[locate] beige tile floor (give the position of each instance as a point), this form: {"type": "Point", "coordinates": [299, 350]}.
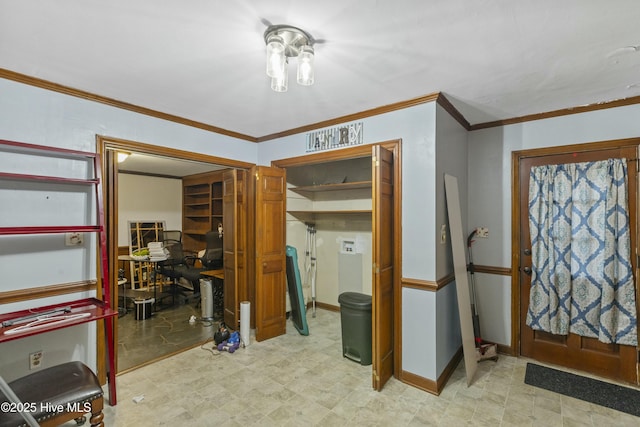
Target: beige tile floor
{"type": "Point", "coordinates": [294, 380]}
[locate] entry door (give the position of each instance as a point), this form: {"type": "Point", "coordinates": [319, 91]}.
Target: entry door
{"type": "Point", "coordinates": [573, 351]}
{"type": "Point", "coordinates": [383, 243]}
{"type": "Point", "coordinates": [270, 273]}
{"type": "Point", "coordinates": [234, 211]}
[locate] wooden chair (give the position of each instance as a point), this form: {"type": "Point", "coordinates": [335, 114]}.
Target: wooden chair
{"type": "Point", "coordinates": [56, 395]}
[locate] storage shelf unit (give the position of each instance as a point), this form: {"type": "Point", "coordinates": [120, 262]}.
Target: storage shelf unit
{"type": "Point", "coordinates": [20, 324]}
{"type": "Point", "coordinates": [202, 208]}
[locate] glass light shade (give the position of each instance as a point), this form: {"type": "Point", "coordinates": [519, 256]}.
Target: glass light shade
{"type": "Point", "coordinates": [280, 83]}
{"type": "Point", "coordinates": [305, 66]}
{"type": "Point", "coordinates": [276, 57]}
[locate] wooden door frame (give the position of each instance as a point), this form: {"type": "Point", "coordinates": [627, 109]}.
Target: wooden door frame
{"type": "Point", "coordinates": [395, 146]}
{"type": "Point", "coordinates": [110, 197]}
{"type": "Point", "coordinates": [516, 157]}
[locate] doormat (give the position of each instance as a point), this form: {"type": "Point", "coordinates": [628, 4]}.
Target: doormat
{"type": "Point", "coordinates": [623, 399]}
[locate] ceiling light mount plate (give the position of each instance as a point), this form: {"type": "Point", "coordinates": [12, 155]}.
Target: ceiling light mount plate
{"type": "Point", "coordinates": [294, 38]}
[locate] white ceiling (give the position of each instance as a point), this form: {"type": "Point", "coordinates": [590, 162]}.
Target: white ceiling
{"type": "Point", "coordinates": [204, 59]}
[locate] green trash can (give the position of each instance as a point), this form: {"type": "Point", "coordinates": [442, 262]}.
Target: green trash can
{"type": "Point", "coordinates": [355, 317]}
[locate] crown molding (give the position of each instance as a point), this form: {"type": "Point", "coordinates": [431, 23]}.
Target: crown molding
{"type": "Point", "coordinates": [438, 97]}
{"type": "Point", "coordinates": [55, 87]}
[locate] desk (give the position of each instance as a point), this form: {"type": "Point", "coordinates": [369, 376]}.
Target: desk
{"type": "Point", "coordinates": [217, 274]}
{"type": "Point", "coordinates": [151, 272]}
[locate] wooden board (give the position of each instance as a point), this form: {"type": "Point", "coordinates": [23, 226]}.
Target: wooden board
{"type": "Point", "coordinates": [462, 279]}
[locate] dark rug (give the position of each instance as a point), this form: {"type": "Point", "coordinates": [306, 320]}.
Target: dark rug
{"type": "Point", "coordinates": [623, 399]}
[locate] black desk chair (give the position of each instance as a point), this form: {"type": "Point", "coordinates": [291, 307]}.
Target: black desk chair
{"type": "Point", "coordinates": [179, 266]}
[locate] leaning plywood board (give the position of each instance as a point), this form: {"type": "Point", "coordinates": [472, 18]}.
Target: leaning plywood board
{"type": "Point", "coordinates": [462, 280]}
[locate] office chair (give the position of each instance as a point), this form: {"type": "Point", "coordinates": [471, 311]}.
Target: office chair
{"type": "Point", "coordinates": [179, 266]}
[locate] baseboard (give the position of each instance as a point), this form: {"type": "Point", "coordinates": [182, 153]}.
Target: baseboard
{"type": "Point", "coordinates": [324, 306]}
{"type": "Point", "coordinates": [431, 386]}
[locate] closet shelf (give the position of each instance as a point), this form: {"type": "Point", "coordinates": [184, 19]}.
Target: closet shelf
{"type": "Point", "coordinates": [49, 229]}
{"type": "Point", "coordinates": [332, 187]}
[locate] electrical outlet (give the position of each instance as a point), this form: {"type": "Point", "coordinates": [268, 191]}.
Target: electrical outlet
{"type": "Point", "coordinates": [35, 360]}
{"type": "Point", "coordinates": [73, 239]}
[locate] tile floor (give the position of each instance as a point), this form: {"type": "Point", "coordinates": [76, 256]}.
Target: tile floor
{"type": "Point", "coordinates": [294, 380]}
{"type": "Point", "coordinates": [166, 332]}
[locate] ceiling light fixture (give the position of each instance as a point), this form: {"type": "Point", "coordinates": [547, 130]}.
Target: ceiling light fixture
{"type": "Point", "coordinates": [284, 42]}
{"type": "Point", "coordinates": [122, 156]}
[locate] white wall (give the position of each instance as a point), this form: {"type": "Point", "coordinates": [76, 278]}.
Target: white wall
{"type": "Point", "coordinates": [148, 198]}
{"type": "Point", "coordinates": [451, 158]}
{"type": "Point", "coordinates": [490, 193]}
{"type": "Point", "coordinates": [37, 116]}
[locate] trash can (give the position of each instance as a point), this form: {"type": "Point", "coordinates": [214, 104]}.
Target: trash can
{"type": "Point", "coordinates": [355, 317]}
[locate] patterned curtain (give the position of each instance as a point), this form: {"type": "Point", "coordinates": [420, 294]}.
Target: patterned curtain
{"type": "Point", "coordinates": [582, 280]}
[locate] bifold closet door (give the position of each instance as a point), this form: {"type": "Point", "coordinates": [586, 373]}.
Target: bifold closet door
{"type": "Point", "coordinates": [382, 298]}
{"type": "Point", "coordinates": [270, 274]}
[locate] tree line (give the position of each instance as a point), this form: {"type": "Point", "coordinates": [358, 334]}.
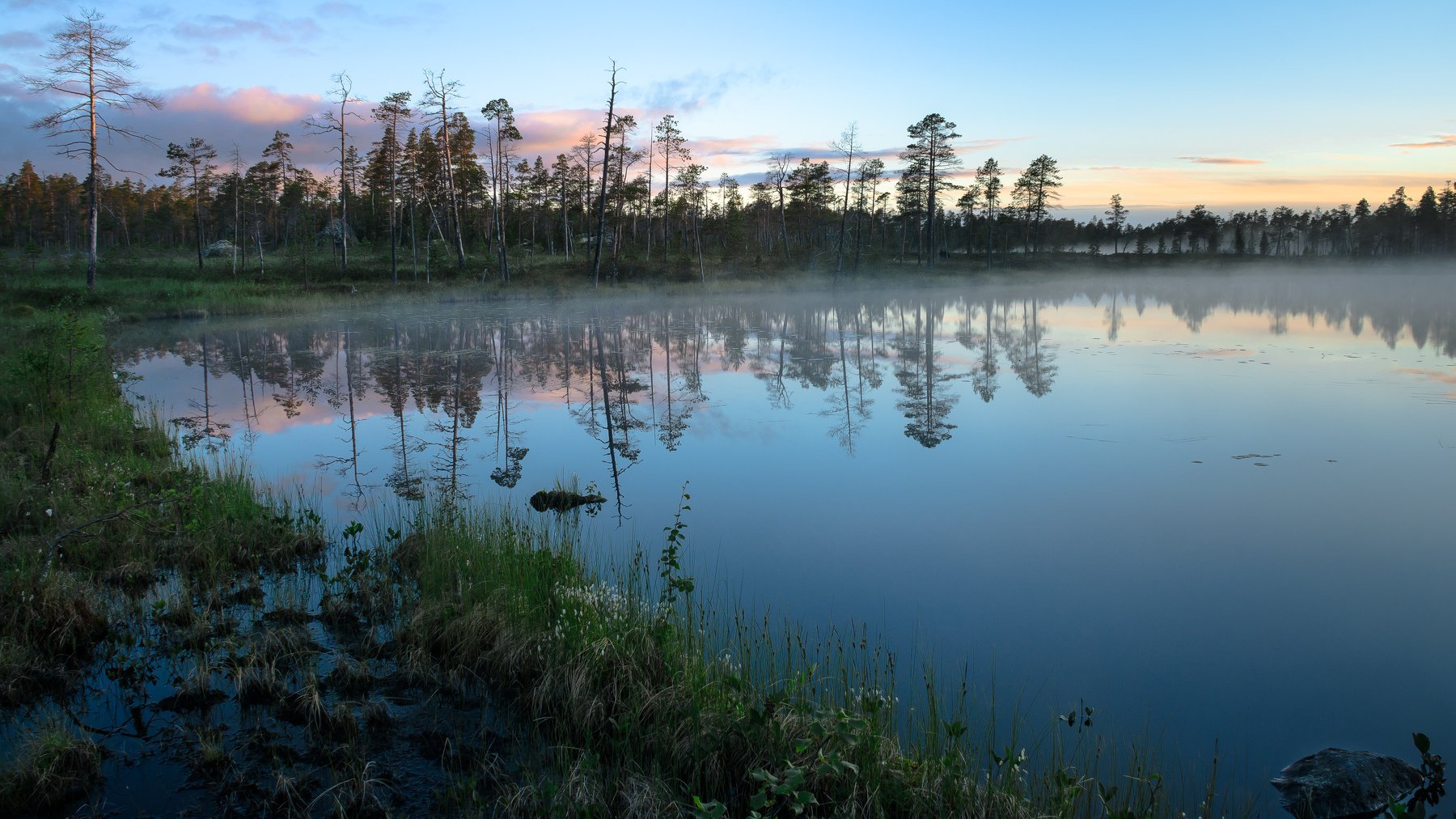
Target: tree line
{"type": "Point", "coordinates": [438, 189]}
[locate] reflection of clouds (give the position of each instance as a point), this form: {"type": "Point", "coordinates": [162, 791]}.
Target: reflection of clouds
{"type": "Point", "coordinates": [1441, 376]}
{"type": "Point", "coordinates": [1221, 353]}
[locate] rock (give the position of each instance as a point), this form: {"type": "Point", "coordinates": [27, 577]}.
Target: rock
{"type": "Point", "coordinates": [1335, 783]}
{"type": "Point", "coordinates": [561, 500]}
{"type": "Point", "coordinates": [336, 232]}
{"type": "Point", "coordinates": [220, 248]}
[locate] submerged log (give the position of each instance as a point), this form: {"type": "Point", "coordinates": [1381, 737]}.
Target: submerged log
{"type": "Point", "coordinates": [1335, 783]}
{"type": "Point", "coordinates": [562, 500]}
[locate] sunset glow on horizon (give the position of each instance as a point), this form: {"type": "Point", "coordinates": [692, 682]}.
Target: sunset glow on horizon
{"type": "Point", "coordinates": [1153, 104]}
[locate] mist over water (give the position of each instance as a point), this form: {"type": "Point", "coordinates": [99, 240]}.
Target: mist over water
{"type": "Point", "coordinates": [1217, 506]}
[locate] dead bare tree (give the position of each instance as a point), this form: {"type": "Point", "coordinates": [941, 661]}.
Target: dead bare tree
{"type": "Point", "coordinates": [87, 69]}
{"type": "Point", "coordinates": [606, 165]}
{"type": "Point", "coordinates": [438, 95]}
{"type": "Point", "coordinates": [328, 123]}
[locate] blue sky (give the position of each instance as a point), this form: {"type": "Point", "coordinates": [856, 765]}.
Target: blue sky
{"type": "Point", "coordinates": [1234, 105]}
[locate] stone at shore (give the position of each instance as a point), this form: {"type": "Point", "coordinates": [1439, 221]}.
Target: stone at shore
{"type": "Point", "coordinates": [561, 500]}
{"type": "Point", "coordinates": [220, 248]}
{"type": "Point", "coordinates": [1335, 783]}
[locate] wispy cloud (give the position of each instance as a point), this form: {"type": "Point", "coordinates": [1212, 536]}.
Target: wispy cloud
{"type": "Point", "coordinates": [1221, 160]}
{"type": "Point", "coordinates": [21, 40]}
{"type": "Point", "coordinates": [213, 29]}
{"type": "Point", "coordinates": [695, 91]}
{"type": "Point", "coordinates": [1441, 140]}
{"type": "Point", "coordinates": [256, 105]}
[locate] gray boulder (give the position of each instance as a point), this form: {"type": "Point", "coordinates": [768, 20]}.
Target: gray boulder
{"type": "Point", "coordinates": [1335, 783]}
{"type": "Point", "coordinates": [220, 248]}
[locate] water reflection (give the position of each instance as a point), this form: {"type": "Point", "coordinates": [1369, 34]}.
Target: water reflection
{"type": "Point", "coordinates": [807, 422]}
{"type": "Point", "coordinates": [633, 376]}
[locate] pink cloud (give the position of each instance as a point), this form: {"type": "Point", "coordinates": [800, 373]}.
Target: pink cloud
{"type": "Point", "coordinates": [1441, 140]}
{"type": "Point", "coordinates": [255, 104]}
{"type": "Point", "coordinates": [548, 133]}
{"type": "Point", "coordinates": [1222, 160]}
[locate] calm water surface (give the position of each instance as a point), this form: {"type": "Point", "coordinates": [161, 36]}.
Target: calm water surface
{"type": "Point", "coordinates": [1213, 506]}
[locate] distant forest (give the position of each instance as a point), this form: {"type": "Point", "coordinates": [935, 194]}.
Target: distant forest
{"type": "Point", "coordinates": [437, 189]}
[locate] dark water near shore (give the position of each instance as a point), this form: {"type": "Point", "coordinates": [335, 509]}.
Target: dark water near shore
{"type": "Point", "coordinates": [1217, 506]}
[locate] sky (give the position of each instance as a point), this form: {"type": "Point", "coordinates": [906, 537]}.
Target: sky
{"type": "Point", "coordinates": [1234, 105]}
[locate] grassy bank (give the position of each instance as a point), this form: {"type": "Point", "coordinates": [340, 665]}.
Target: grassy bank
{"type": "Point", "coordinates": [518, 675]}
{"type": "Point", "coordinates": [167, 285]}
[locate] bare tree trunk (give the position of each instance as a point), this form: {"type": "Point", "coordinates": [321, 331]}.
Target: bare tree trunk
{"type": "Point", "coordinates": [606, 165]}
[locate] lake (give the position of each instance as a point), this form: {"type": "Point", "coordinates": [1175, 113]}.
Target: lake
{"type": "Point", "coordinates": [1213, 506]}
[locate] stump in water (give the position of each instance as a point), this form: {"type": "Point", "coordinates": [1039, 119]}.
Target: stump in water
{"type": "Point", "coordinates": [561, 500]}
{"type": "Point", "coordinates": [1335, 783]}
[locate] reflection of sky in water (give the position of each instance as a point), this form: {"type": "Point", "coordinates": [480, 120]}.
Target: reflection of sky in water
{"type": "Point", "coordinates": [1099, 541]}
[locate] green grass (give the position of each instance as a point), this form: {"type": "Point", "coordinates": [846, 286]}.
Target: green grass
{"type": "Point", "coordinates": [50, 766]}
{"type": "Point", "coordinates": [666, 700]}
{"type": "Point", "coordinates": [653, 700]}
___
__EXERCISE OBJECTIVE__
Find the line that contains "[locate] dark water". Repeat it and every line after it, exactly as written, up to and including the last line of the records above.

__SOLUTION FOR THIS TASK__
[locate] dark water near shore (give the position of each instance as a point), this form: {"type": "Point", "coordinates": [335, 509]}.
Target: dark water near shore
{"type": "Point", "coordinates": [1217, 506]}
[locate] sky (give the position of each instance as a point), this form: {"type": "Point", "coordinates": [906, 537]}.
Target: sky
{"type": "Point", "coordinates": [1234, 105]}
[locate] grassy bank (give the position of each instance as a point), this form: {"type": "Point", "coordinates": [340, 665]}.
Target: grassy bank
{"type": "Point", "coordinates": [518, 675]}
{"type": "Point", "coordinates": [167, 285]}
[locate] bare tree trunk (give the position of each instance as a point), this form: {"type": "Point", "coordinates": [321, 331]}.
Target: bare tree trunk
{"type": "Point", "coordinates": [606, 165]}
[locate] lake (give the position of each instance as a point), this form: {"type": "Point", "coordinates": [1175, 113]}.
Target: lake
{"type": "Point", "coordinates": [1213, 506]}
[locate] stump in water (give the position of each instance as a point), this form: {"type": "Point", "coordinates": [1039, 119]}.
Target: stump in water
{"type": "Point", "coordinates": [561, 500]}
{"type": "Point", "coordinates": [1335, 783]}
[locate] reflection of sky in water (give the position of each instance as a point), this form: {"type": "Point", "coordinates": [480, 120]}.
Target: reflection of sky in water
{"type": "Point", "coordinates": [1099, 541]}
[locate] green grass (give the position of each instance as a point), this form: {"type": "Point", "coordinates": [846, 286]}.
Target: green grass
{"type": "Point", "coordinates": [50, 766]}
{"type": "Point", "coordinates": [666, 700]}
{"type": "Point", "coordinates": [653, 700]}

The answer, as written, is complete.